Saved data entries
BEGIN

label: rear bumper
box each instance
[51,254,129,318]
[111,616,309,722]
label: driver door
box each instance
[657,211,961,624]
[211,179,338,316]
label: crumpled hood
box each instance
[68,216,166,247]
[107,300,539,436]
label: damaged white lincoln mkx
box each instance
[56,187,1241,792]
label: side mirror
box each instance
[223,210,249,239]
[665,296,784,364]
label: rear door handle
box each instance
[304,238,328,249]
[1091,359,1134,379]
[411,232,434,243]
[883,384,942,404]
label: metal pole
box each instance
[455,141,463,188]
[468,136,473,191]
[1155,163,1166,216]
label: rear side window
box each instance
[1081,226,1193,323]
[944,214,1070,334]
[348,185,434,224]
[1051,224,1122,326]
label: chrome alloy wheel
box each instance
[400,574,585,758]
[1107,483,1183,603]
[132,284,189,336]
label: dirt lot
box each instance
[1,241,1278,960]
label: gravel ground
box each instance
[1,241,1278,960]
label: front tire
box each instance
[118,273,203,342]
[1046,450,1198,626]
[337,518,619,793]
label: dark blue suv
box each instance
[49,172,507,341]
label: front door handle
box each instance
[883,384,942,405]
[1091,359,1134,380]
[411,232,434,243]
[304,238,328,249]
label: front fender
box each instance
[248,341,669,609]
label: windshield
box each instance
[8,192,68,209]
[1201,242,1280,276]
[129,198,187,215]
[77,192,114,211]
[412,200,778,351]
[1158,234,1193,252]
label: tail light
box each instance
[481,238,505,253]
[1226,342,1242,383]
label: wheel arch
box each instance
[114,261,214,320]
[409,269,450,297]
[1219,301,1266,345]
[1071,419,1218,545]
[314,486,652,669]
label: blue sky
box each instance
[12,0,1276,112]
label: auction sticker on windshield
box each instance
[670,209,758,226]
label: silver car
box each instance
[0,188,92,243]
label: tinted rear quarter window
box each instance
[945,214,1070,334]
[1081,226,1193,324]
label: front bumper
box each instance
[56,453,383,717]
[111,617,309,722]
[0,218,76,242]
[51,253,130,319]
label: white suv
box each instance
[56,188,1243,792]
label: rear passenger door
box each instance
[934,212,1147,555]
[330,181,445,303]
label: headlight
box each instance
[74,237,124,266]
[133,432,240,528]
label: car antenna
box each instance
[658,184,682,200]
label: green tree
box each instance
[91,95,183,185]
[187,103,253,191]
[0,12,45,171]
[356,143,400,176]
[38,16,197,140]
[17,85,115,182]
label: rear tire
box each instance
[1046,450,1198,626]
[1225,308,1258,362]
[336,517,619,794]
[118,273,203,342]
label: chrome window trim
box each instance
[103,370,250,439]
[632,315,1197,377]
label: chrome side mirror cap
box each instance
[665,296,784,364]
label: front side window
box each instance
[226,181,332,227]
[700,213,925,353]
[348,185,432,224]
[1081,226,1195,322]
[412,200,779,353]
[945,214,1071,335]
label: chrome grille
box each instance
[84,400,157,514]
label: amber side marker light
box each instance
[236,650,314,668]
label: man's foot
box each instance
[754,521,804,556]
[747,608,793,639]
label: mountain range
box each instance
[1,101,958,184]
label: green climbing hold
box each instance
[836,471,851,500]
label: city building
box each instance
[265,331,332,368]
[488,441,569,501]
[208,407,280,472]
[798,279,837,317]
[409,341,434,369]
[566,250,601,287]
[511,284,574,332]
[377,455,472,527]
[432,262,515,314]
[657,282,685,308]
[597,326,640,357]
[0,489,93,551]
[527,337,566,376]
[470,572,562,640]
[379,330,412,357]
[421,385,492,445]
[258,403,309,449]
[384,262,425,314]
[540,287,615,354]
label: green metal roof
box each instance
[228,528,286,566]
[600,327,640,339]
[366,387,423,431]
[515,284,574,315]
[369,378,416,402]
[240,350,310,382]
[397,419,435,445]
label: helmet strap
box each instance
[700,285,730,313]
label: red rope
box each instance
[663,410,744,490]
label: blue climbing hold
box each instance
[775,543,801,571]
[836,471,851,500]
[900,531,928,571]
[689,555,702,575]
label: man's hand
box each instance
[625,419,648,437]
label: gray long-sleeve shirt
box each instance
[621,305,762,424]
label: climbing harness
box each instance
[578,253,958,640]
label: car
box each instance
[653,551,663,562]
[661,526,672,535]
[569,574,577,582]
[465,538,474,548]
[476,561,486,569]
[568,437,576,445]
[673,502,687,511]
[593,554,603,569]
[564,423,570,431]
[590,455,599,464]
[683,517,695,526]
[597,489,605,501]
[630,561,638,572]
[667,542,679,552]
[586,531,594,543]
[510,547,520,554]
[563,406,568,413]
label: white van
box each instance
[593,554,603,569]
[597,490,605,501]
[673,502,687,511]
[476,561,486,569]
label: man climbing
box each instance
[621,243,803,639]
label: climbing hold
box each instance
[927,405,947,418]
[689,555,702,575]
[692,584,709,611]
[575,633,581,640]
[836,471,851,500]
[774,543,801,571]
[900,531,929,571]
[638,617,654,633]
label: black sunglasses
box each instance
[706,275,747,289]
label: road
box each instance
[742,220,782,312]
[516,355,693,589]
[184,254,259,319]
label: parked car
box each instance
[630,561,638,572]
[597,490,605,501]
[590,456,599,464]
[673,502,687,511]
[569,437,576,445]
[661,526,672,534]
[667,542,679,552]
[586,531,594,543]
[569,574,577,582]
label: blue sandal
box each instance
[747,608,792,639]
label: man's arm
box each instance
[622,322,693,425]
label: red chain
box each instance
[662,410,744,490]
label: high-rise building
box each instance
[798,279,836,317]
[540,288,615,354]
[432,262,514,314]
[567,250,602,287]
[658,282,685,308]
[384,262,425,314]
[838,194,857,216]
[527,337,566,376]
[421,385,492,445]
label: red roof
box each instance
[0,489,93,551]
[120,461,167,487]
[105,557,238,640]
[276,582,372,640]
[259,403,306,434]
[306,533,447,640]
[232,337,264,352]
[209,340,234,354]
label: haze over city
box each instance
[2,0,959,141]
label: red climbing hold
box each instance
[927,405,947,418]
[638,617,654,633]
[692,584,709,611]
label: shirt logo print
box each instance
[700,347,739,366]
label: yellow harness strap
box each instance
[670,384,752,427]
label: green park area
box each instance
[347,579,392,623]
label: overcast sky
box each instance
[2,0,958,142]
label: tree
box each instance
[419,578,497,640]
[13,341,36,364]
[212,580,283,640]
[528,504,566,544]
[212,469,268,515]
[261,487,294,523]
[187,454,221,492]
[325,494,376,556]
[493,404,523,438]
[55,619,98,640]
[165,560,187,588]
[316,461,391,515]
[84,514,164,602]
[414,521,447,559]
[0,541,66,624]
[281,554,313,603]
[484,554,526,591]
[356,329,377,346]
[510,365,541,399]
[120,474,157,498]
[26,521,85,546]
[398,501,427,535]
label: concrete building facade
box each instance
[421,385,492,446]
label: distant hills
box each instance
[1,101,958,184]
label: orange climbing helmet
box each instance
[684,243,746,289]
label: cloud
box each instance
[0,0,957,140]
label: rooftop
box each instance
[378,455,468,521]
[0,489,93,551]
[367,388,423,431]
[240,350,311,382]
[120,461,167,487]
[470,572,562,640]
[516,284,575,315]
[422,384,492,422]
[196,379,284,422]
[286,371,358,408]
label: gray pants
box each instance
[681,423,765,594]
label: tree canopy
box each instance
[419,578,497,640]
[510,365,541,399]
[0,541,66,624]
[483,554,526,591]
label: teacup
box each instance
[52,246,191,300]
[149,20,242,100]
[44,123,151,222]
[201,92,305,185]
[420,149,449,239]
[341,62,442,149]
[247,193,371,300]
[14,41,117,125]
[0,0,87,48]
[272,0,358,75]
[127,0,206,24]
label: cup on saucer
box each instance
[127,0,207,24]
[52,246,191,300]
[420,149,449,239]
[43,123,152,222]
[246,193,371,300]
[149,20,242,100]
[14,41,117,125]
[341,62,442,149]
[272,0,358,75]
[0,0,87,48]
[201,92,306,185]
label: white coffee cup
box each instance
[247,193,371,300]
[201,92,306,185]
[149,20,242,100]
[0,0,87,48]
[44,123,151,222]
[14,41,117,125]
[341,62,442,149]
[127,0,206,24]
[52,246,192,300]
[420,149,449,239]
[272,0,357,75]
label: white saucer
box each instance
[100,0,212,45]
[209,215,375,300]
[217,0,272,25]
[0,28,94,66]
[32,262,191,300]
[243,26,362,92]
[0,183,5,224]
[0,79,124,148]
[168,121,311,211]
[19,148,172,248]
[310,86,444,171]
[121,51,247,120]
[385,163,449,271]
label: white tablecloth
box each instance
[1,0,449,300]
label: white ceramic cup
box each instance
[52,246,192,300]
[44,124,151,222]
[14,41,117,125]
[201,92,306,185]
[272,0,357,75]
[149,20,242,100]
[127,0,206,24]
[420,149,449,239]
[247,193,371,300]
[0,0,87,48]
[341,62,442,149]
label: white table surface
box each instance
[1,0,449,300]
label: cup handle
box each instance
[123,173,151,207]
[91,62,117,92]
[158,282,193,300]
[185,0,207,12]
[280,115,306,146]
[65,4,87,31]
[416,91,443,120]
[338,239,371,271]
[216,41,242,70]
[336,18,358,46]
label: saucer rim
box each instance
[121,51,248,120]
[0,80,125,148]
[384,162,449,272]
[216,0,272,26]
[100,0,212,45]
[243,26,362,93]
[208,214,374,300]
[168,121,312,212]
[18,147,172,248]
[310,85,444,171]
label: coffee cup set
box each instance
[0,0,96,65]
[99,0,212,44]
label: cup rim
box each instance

END

Show every line in the entries where the string "window" occurs.

RESULT OF THIS EXERCISE.
label: rear side window
label: tinted rear quarter window
label: chrome window trim
label: front side window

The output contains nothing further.